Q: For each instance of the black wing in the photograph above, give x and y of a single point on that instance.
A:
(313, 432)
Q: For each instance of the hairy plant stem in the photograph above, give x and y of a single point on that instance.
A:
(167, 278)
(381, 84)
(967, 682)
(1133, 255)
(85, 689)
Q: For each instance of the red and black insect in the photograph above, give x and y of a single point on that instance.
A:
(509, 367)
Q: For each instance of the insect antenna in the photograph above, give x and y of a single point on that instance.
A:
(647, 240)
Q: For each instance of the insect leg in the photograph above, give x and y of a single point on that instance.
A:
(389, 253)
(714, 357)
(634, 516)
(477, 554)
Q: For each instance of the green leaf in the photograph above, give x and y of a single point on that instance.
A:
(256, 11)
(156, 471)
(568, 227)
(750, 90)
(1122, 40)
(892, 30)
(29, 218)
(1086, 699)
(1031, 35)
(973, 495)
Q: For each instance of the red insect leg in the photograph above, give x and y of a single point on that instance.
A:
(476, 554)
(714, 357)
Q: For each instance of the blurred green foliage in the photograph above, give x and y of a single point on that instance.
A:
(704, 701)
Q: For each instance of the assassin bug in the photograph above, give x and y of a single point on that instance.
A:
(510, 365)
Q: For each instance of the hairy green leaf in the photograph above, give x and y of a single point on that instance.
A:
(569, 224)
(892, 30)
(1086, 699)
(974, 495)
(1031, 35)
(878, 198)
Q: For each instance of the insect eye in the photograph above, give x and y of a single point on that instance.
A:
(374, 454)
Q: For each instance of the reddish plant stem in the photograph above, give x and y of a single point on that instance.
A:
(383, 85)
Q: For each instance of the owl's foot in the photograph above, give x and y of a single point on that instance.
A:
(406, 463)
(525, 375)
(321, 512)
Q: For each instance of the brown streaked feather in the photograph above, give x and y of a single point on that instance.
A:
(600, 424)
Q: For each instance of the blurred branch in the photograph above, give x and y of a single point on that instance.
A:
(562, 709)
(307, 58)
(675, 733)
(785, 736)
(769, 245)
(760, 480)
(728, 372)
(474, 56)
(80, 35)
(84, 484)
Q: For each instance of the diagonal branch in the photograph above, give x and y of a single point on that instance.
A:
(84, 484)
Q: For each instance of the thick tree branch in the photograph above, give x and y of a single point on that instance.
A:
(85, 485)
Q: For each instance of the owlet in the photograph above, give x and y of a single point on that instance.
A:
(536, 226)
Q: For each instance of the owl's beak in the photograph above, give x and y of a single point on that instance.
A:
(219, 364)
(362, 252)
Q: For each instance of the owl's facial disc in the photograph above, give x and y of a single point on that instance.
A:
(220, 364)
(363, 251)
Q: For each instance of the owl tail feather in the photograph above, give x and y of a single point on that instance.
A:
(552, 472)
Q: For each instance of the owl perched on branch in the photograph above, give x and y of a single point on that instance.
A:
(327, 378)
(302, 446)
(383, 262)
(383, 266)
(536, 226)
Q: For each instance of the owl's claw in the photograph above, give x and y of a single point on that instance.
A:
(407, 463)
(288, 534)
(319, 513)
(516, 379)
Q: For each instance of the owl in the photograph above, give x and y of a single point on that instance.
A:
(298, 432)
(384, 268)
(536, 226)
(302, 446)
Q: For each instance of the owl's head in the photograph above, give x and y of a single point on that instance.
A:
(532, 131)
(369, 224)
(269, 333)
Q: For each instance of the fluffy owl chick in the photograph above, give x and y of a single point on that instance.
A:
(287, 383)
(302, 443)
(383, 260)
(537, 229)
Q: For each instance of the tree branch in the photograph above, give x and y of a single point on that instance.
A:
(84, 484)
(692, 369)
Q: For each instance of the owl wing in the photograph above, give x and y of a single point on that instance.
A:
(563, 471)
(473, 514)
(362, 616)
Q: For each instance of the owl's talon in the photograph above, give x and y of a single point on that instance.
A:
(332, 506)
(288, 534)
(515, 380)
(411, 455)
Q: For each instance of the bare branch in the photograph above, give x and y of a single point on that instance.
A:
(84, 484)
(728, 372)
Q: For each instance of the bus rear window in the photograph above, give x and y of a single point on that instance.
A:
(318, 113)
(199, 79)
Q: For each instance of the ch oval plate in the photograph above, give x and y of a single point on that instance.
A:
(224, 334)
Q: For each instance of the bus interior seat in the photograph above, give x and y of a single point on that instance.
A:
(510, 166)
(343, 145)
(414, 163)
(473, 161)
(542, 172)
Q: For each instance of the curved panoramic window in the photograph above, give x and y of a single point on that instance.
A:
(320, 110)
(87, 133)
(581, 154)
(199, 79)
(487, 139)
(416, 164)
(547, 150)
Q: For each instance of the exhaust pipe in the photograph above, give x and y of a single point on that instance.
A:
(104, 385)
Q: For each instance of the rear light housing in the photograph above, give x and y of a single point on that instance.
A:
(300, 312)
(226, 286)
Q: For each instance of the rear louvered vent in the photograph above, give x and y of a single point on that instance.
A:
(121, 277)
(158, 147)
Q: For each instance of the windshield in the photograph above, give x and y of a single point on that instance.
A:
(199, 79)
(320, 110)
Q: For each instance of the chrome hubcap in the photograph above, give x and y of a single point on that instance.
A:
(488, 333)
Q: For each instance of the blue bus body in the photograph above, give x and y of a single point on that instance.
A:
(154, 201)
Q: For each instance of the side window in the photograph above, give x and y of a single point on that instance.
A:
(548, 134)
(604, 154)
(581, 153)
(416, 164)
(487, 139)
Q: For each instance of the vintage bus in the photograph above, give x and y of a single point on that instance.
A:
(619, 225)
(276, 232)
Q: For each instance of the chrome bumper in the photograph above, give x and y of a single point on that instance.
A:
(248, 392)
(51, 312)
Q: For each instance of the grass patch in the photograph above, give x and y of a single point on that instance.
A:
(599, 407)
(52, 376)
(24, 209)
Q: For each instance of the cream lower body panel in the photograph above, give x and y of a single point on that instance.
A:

+===+

Task requirements: Rewrite the entries from the line containing "Q: For each instance of the side" through the end of the entries, both included, keeping every line. Multiply each coordinate in the answers by 2.3 and round to whole numbers, rounding halves up, and leave all other text unchanged.

Exercise solution:
Q: For each instance of the side window in the photograph above, give x and y of a single point on that instance.
A:
(1260, 308)
(1389, 354)
(1336, 352)
(957, 377)
(1120, 320)
Q: For each instance of the vintage bus in the photograph above, give x and y of a single point on that instance.
A:
(1424, 518)
(635, 534)
Q: For each instance of the chrome bumper in the photograph above, give x and y of a single point on that instance.
A:
(570, 902)
(117, 718)
Q: For each instance of the grass patch in the photograph above, give x and y of a single point on that instance.
A:
(1378, 936)
(120, 865)
(55, 481)
Q: For each instance of the cream lower body panel in the photograph above, give x and y of a single point on that instance.
A:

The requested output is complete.